> [Task statement]: Copy exactly the lines from the one containing "If you could pick out the winter" through the last line of the records, both included, and nothing more.

> [Records for this exercise]:
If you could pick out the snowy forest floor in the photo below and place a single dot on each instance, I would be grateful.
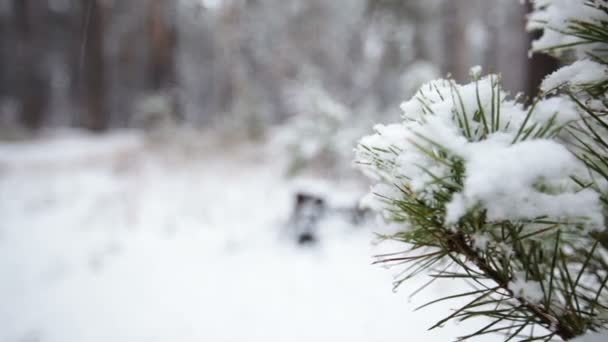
(110, 239)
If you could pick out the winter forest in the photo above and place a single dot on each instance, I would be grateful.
(303, 170)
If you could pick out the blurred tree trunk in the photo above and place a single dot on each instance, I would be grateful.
(31, 83)
(162, 33)
(455, 42)
(93, 67)
(539, 65)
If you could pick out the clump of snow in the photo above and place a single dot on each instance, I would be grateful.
(554, 17)
(512, 180)
(503, 178)
(576, 75)
(475, 72)
(530, 290)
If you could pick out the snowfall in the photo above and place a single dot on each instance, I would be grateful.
(112, 238)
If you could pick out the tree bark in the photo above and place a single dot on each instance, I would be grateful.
(31, 83)
(93, 67)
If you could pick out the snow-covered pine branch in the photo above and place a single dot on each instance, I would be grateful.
(512, 198)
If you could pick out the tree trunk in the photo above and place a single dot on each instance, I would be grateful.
(32, 88)
(161, 51)
(93, 67)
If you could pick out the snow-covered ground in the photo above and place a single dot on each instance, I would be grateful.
(108, 239)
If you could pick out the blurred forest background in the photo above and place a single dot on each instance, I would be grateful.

> [Answer below]:
If you could pick out the winter forest in the photo above and place a single dot on each instance, I would be grateful.
(303, 170)
If you could pick out the blurred tree trunk in the photo above and place a single dot on each instance, I would be grateful.
(31, 83)
(162, 33)
(455, 42)
(93, 67)
(539, 65)
If you could pick out the clump of snow in the photo above and place a single dot on each instance, I would be grateful.
(554, 17)
(512, 180)
(503, 178)
(576, 75)
(475, 72)
(530, 290)
If you could pick out the snowfall in the photo above and place a single dot on each instance, I would be grateful.
(112, 238)
If you could pick out the tree bark in the photo above and place a single dot on each instance, I would be grateful.
(31, 83)
(93, 67)
If you could pick out the snow-covered pine branch in the photo above and place a single dot on each instance, I would be grateful.
(512, 198)
If you could pick out the tree trunk in the photo above and place a single dot on each instance, I would be grateful.
(32, 88)
(161, 51)
(93, 67)
If you could pick out the snow-covered ground in the photo above and place a single dot on each instance, I would be grateful.
(108, 239)
If you could pick out the blurred forest background in the photo above and place a single dot on each instance, I would be grateful.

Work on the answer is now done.